**Work order:** Continue the article on spinal immobilization of trauma patients, picking up after its last sentence.

===== Extract provided =====

To Immobilize or Not Immobilize: That Is the Question

Immobilizing a patient used to be such a simple decision.


You and your partner arrive at the scene of a motor vehicle accident and find a lone vehicle with moderate front-end damage crashed into a tree. The air bag has deployed and there is no one in the car. You find the sole occupant standing on the sidewalk talking with a bystander. Your partner secures the man's neck with manual stabilization.

     During your assessment, the patient complains of left knee pain, but he is bearing weight on it with a symmetrical gait. He denies having had anything to drink. You palpate his cervical spine, and he denies any pain or tenderness. He has symmetrical grip strength and is able to feel his fingers when questioned. You ask him to rotate his neck, and he is able to do so without pain. The patient agrees to go to the hospital and is transported sitting upright on the gurney without spinal precautions.

New Criteria Developed
     Immobilizing a patient used to be such a simple decision. No matter how trivial the mechanism of injury, you strapped the patient down on the backboard and transported him to the emergency department, where he lay flat on his back--unable to move--until an x-ray technician took a picture of his neck. Since a lot of patients have some sort of blunt trauma mechanism, that means we used a lot of backboards and shot a lot of x-rays.

     A few years ago, emergency departments in the United States and Canada began looking for ways to reduce the resources used for patients with little chance of actual injury.1 Reduced imaging served to decrease unnecessary costs and patient exposure to radiation. A set of criteria was created to measure the potential for cervical spine injury in patients with blunt force trauma.

===== Material supplied =====

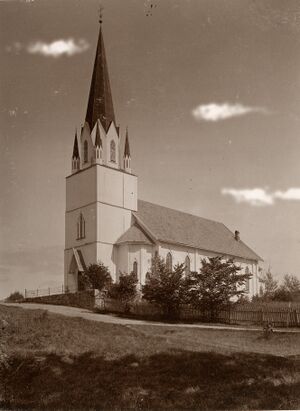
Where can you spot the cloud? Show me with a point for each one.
(217, 112)
(261, 196)
(58, 48)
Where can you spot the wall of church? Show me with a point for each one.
(89, 253)
(81, 188)
(112, 222)
(127, 254)
(116, 188)
(89, 214)
(179, 254)
(106, 254)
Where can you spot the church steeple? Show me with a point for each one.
(100, 104)
(75, 156)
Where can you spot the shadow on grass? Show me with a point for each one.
(168, 380)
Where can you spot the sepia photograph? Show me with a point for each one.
(150, 204)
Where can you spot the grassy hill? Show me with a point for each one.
(54, 362)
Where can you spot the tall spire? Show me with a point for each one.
(100, 105)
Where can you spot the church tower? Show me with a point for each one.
(101, 191)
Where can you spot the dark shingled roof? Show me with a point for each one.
(134, 235)
(75, 148)
(172, 226)
(100, 104)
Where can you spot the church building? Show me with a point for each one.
(106, 222)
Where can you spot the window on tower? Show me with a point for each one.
(169, 264)
(135, 268)
(187, 263)
(113, 151)
(80, 227)
(85, 152)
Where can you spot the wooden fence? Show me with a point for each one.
(43, 292)
(282, 316)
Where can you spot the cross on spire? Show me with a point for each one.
(100, 104)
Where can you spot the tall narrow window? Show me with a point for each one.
(187, 263)
(80, 227)
(135, 268)
(113, 151)
(85, 152)
(247, 282)
(169, 264)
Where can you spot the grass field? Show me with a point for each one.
(56, 362)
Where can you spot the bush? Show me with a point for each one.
(14, 297)
(165, 287)
(96, 276)
(125, 290)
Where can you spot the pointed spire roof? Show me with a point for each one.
(98, 140)
(127, 148)
(100, 104)
(75, 147)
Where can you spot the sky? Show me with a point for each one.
(210, 92)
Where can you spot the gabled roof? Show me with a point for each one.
(134, 235)
(176, 227)
(100, 104)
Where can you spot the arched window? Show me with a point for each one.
(135, 268)
(80, 227)
(187, 263)
(169, 264)
(112, 151)
(247, 282)
(85, 152)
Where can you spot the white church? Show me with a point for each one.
(105, 221)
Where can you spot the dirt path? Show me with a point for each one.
(113, 319)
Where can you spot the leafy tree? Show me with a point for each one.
(291, 283)
(270, 285)
(96, 276)
(125, 290)
(216, 284)
(14, 297)
(165, 287)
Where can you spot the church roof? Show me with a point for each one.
(176, 227)
(100, 104)
(134, 235)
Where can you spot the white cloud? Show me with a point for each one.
(261, 196)
(290, 194)
(217, 112)
(58, 48)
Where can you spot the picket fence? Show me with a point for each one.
(43, 292)
(282, 316)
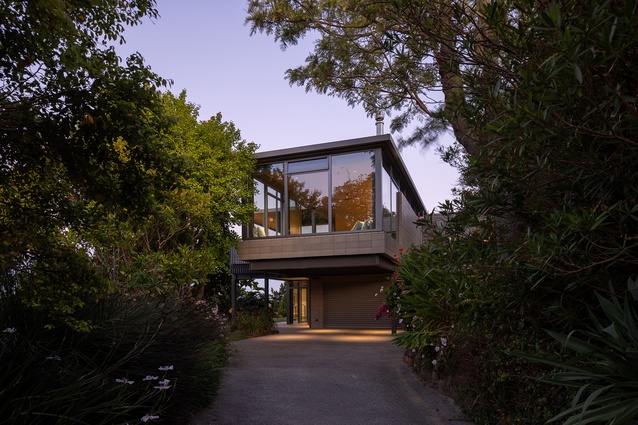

=====

**Exercise response:**
     The National Emergency X-Radiology Utilization Study (NEXUS) group's low-risk criteria were developed as the tool used to determine the need for patients to receive x-rays.2 This tool was specifically proposed to reduce the use of x-ray to rule out cervical spine injury and was not originally intended for prehospital providers to make decisions about immobilization in the field. As a tool to decrease unnecessary x-rays, it was shown to be an effective device.3

     There are potential risks associated with prolonged spinal immobilization, particularly regarding pain and discomfort for the patient.4 With a similar aim to decrease unnecessary use of resources and patient discomfort, some EMS systems in the United States and elsewhere have developed protocols allowing prehospital providers discretion in applying spinal precautions to patients with blunt trauma mechanisms of injury. Many of these algorithms use the NEXUS low-risk criteria as their basis, and some have added elements of another clinical c-spine clearance process--the Canadian C-Spine Rule.5

     There has been some trepidation about providing these protocols to nonphysician caregivers outside the hospital; however, evidence shows that prehospital personnel can adequately determine which patients require cervical spine immobilization.6 The majority of emergency physicians believe adequately trained prehospital personnel should be able to clinically determine the need for spinal precautions.7 Despite that confidence, comparing the ability of prehospital personnel to emergency department physicians has shown mixed success.8,9 The best correlation between physicians and paramedics was accomplished using simulated patients in a standard setting.10 Indeed, a similar study using only simulated patients revealed that EMT-Basics and lay college students could adequately choose which patients to immobilize.11 These types of studies may not accurately reflect the tendencies of field providers when determining the need for immobilization. The reality is that prehospital personnel perform in a dynamic environment distinctly different from that of the emergency department.